▶ Passage:
::::::::::

En préalable, notez le mot qui revient le plus souvent, « manipulation ». C’est l’idée de l’inauthentique, de l’artificiel, idée assez voisine de la magouille, ou du thème des apprentis sorciers (« manipulation génétique », « manipulation mentale », etc.). Nous serions des victimes, des marionnettes : sous-entendu, les taux d’intérêt seraient fixés par les vilains banquiers centraux, et pas du tout par l’offre et la demande de titres. Une fois le taux directeur posé, le marché ne pourrait que s’incliner. Qu’est ce qui empêcherait les taux longs de ne pas suivre les taux courts (a fortiori si on nous dit que les banquiers centraux « ne sont plus crédibles » ou « nous forcent trop à prendre du risque ») ? C’est une vision soviétique des réalités du monde de l’obligataire, digne du culte du cargo, et qui n’a pas plus d’assise théorique ou empirique que la théorie opposée qui parle de « tyrannie des marchés financiers » en faisant bien peu de cas de la FED ou de la BCE. Ce qui est excessif est dérisoire.

::::::::::

▶ Données affichées:
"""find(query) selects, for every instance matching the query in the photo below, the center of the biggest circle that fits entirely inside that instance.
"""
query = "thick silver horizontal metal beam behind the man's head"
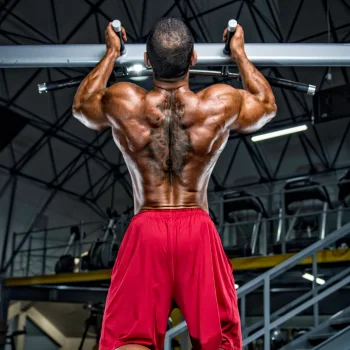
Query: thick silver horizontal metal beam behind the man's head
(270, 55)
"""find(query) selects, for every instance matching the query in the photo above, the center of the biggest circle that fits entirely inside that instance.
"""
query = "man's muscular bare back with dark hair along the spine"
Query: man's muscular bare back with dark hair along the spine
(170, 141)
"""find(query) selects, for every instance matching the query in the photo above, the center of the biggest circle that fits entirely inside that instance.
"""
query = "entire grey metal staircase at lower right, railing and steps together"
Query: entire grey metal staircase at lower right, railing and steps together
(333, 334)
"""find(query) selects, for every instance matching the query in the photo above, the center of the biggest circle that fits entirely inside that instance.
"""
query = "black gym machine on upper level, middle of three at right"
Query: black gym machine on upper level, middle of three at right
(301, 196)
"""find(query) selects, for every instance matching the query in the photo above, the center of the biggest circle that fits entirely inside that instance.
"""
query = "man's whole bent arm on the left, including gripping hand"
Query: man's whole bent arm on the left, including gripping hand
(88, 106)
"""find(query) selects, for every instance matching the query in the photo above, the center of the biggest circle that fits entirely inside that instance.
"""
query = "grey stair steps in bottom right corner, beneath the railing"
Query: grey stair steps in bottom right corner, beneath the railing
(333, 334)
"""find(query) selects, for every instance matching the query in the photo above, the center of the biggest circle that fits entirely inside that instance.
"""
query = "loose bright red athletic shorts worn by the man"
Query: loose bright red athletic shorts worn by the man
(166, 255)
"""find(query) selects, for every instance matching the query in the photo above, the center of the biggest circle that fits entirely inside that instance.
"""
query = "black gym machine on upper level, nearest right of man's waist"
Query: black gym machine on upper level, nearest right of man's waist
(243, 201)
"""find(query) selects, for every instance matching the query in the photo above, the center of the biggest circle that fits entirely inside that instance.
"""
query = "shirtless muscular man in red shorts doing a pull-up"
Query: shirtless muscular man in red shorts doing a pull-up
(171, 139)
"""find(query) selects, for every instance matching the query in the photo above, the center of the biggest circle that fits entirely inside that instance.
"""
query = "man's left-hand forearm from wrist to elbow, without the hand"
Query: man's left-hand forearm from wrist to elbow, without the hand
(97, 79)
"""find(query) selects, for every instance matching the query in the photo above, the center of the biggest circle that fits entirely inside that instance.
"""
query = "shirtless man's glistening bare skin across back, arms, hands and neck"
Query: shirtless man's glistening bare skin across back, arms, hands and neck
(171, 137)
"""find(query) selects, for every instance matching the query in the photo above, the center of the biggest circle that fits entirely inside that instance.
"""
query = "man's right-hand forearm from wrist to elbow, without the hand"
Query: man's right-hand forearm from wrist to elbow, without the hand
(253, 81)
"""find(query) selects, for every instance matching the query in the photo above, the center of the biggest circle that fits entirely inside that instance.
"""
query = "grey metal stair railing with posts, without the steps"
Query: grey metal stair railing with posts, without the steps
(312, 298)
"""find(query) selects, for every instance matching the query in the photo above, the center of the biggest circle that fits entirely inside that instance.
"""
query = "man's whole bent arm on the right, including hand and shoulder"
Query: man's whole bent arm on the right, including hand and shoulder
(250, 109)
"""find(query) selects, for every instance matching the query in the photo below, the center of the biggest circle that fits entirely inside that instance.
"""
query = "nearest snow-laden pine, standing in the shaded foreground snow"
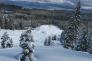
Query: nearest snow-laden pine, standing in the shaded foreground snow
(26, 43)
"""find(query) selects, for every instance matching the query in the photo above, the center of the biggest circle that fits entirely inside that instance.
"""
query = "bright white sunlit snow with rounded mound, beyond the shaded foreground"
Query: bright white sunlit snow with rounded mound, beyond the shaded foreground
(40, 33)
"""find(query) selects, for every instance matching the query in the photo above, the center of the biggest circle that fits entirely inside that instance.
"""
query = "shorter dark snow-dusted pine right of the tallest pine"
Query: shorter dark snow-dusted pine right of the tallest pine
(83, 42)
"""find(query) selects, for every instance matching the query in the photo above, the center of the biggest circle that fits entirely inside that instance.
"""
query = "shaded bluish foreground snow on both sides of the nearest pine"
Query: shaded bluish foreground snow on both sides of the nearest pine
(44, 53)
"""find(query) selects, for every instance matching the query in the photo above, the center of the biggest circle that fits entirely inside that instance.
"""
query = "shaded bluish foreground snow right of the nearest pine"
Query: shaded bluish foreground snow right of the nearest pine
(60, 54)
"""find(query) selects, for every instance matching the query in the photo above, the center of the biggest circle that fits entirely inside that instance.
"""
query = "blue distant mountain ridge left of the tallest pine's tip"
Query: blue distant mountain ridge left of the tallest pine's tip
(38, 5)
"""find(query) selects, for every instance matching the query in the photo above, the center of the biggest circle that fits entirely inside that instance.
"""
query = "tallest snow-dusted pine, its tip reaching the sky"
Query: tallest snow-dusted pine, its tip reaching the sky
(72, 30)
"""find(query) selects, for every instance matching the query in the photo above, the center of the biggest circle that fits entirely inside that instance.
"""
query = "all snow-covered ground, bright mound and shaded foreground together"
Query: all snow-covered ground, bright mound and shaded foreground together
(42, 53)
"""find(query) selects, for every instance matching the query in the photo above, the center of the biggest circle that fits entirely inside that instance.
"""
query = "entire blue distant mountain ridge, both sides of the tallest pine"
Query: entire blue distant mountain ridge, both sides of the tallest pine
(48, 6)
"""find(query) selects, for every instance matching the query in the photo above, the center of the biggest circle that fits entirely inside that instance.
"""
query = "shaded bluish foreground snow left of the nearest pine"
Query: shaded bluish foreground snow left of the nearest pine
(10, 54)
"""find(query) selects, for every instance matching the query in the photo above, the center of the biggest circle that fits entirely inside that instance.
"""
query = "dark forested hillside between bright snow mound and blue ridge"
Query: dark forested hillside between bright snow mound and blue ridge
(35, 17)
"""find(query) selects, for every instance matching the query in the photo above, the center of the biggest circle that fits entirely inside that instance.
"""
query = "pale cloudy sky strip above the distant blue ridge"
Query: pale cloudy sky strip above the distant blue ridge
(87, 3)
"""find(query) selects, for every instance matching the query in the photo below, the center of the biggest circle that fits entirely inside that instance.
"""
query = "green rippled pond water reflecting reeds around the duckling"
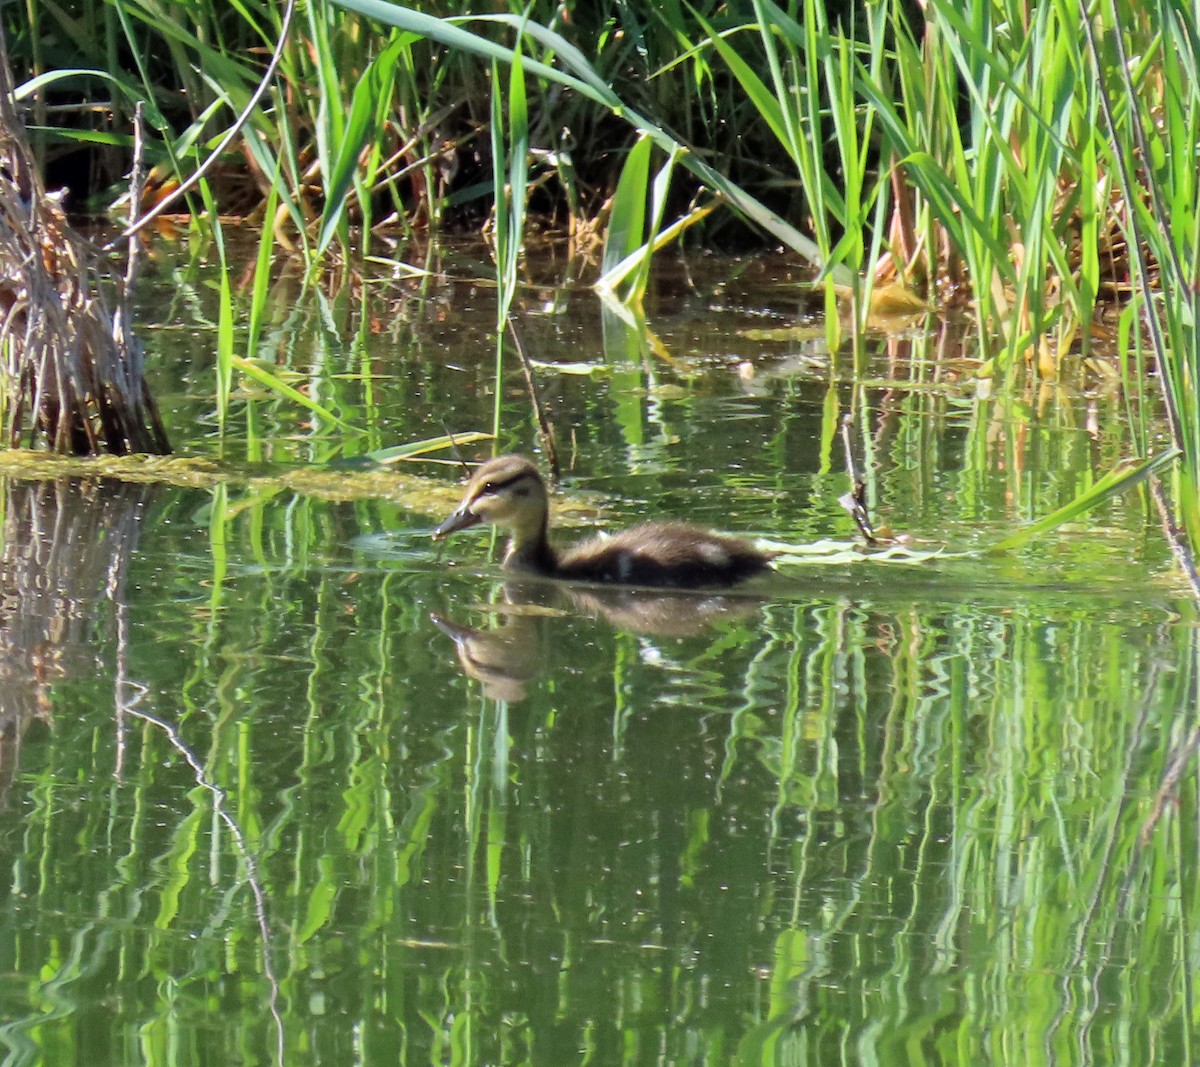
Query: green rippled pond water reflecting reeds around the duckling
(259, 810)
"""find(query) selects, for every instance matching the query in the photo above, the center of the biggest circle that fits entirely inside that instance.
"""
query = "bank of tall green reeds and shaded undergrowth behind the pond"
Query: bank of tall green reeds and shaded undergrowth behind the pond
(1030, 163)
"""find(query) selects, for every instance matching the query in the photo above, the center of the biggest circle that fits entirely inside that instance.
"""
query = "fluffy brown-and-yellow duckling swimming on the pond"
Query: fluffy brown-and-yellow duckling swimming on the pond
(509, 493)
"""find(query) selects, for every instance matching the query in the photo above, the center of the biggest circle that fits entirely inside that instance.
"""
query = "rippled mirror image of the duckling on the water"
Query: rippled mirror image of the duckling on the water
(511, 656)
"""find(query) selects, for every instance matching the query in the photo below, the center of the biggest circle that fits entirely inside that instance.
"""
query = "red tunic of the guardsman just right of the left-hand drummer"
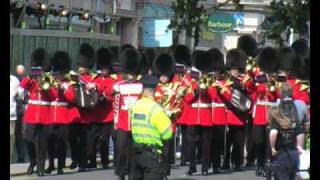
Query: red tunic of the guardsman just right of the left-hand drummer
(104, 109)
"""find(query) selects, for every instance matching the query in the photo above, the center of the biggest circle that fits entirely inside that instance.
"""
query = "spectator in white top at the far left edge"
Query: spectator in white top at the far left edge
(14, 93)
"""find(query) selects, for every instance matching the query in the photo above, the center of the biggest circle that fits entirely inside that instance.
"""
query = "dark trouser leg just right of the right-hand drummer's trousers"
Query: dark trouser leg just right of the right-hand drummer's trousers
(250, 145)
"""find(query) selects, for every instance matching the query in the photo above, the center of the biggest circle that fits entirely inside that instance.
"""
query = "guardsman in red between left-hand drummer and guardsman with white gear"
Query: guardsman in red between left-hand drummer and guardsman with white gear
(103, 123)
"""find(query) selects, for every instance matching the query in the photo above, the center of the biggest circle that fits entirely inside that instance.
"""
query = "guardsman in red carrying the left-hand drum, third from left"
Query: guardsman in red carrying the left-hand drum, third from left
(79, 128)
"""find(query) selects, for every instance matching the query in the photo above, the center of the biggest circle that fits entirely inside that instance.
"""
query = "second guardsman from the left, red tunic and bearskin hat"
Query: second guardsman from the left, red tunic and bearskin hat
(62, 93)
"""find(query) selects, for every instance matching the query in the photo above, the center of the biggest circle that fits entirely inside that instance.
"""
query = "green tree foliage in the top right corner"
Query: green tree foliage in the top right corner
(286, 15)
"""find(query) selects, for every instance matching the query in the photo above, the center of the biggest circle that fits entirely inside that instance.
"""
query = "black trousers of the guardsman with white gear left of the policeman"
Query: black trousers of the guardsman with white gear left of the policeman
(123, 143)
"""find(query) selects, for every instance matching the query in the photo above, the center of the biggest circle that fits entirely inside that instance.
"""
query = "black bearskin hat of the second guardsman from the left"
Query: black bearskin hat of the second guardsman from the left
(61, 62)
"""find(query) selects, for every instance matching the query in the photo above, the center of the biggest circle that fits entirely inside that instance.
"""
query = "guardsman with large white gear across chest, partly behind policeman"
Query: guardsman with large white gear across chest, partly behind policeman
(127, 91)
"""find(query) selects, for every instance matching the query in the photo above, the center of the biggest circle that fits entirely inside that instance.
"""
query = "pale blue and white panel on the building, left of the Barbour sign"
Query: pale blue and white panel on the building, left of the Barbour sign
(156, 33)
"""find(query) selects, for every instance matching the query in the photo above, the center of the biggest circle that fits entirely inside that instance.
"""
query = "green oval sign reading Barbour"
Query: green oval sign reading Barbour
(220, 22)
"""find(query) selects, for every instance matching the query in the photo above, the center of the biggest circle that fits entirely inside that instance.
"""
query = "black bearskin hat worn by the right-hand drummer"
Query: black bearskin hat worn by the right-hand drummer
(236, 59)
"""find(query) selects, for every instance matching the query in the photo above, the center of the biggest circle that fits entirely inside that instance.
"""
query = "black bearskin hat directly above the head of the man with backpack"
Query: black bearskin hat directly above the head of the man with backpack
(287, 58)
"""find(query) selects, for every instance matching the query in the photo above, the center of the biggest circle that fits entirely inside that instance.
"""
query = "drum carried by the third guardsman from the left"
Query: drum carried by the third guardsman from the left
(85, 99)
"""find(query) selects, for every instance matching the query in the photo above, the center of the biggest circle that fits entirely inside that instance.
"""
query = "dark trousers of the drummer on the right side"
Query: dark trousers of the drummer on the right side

::::::::::

Reprenez le passage sur les taux d'intérêt et les banquiers centraux, et poursuivez-le après sa dernière phrase.

▶ Réponse ci-dessous:
En fait, la politique monétaire est toujours attaquée parce qu’elle va modifier, judicieusement ou non, des données macroéconomiques et financières. Certains haïssent le mouvement qui déplace les lignes, ils préfèrent des politiques sans aucun lien avec les réalités. Les critiques des taux négatifs ou des QE sont soit des partisans des initiatives budgétaires interminables, coûteuses et inefficaces (keynésiens), soit des gens qui refusent toutes les actions contra-cycliques par principe (hayekiens). Le débat semble structuré pour encalminer les gens raisonnables qui ne veulent ni des soviets et de Piketty, ni des agences de communication, ni des spirales déflationnistes qui sont toujours payées par les plus bas revenus. 

Mais suivons ce texte point par point, où une citation est déjà une exagération : 

1/ « le principe du taux d'intérêt est que demain vaudra plus qu'aujourd'hui » :

Faux. Le banquier de Lazard confond ici taux d’intérêt, pente de la courbe des taux, et taux d’actualisation, ce qui est assez gênant (il est vrai que cette confusion est fréquente, par exemple chez Charles Gave, Emmanuel Ferry, Philippe Simmonot, Marc Touati, etc.). Le taux d’intérêt n’est pas le prix du temps, c’est le prix du crédit : ce n’est pas le taux de dévaluation des flux futurs, sauf si ces derniers ne comportent aucun risque, et ce n’est pas non plus un indicateur fiable du caractère plus ou moins accommodant d’une politique monétaire, comme tous les grands économistes du 20e siècle l’ont inlassablement répété sans jamais être entendus (le Venezuela, avec ses taux à 10000%, est-il très restrictif monétairement, à votre avis ?) (Ce point, très incompris, se dégrade souvent jusqu’à une circularité sans fin : “Pourquoi les taux sont-ils si bas ? Parce que la BCE est trop accommodante. Comment je sais que la politique monétaire de la BCE est trop expansive ? Parce que les taux d’intérêt sont si bas”. Nous ne somme pas sortis de l’auberge japonaise...).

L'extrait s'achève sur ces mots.